> _Required task 1_
Answer these questions from the SPP update:
(a) How many submissions did SPP receive through the ERAS process, and what capacity did they total?
(b) When is SPP targeting the go-live date for Markets+?
(c) What is the dollar amount of the DOE grant for the Joint Targeted Interconnection Queue initiative?
> _Required task 2_
From the SPP update, pull out the passage starting with "The funds were" and going on through "for cost recovery.", word for word.

> _Selection_
Nickell name-checked the one-time expedited resource adequacy study (ERAS) to fast-track qualified projects and a provisional load process, both approved recently by FERC. He also mentioned the Consolidated Planning Process that would combine transmission planning and generator interconnection studies; it was filed with FERC on Nov. 3.
“That, in and of itself, is going to be revolutionary,” he said of the CPP.
Nickell said SPP received 36 submissions as part of the ERAS process, totaling 13.2 GW of capacity. About 73% of that is gas generation, with solar and batteries accounting for the rest. Generator interconnection agreements will be made during the first quarter of 2026, he said.
“That’s the kind of generation we’re going to need to help us with our accreditation and to help load-serving entities meet their requirements,” he said.
The RTO expansion into the Western Interconnection remains on track, Nickell said, with a Dec. 2 go/no go date fast approaching to determine whether to open the transmission congestion rights market in the West on Jan. 1, 2026. The next key decision comes Feb. 2, he said, when SPP will decide whether or not to stick with the April 1 go-live date.
The grid operator’s other Western market, Markets+, has 41 entities that have committed to fund the development of the market’s systems development and hardware. SPP is targeting a go-live date in late 2027.
“We’re in a time of change, and I think it’s just important to realize and to show and to demonstrate what can be done when you put your heart to it and put your mind to it,” Nickell said.
JTIQ Funds Remain in Limbo
General Counsel Paul Suskie told the committee that SPP has yet to receive “official word” about the status of the U.S. Department of Energy’s $464 million grant for the grid operator’s Joint Targeted Interconnection Queue initiative with MISO.
“Fingers are crossed that the funds will still be there,” Suskie said. “I’m personally an optimistic person. I’m optimistic the current administration will see the value that JTIQ will have for the region to get new generation online.”
The DOE loan under its Grid Resilience and Innovation Partnerships (GRIP) program would account for more than 27% of the $1.7 billion portfolio, comprising five 345-kV projects along SPP’s northern seam with MISO. Each grid operator is responsible for two projects in its footprint, and they share the fifth.
The funds were awarded in 2023 to the Minnesota Department of Commerce, the lead applicant in the JTIQ initiative that also involves the Great Plains Institute and the two RTOs. However, the department in early October included the $464 million grant on a list of projects that it intended to terminate. (See DOE Terminates $7.56B in Energy Grants for Projects in Blue States.)
Suskie said conversations continue between DOE and parties to the initiative. NTCs have been awarded to Omaha Public Power District and Evergy for the JITQ projects, he said, giving them the obligation to move forward with their portions of the projects and making them eligible for cost recovery.

> _Extracted data_
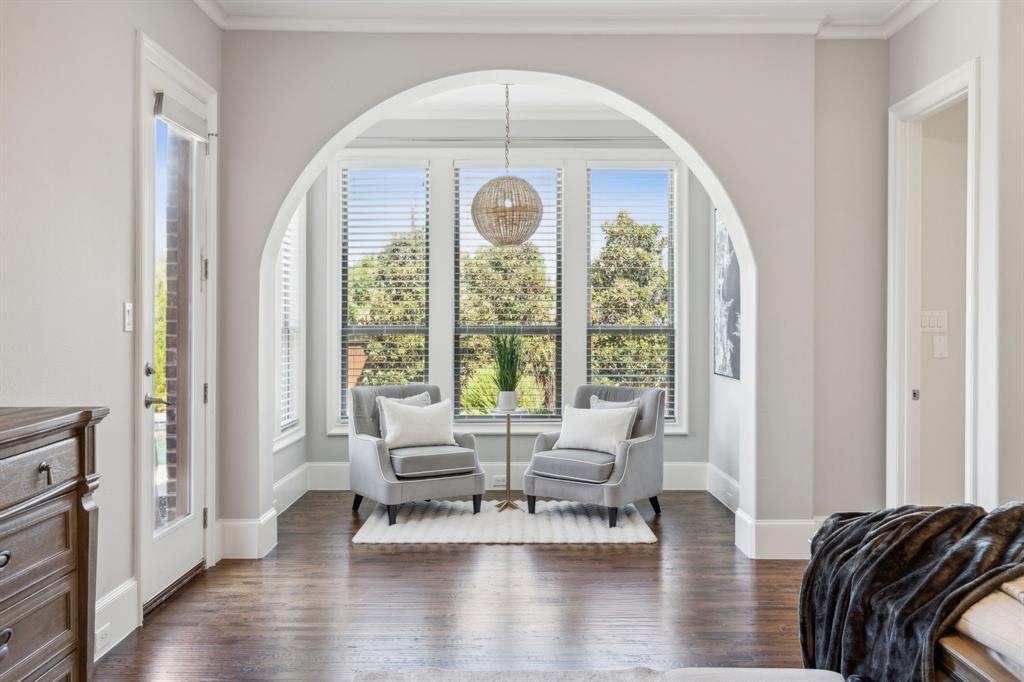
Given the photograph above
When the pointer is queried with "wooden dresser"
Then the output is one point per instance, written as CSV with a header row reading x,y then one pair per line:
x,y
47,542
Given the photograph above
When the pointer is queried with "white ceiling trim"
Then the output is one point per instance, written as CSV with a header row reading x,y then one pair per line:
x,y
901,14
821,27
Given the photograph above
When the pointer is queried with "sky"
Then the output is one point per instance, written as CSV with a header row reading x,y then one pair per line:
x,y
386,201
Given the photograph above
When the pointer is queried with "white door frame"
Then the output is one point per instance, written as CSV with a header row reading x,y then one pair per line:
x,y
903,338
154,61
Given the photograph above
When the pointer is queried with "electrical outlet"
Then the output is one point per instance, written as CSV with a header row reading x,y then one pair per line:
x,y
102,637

> _Exercise result 1_
(a) 36 submissions, totaling 13.2 GW of capacity.
(b) Late 2027.
(c) $464 million.

> _Exercise result 2_
The funds were awarded in 2023 to the Minnesota Department of Commerce, the lead applicant in the JTIQ initiative that also involves the Great Plains Institute and the two RTOs. However, the department in early October included the $464 million grant on a list of projects that it intended to terminate. (See DOE Terminates $7.56B in Energy Grants for Projects in Blue States.)
Suskie said conversations continue between DOE and parties to the initiative. NTCs have been awarded to Omaha Public Power District and Evergy for the JITQ projects, he said, giving them the obligation to move forward with their portions of the projects and making them eligible for cost recovery.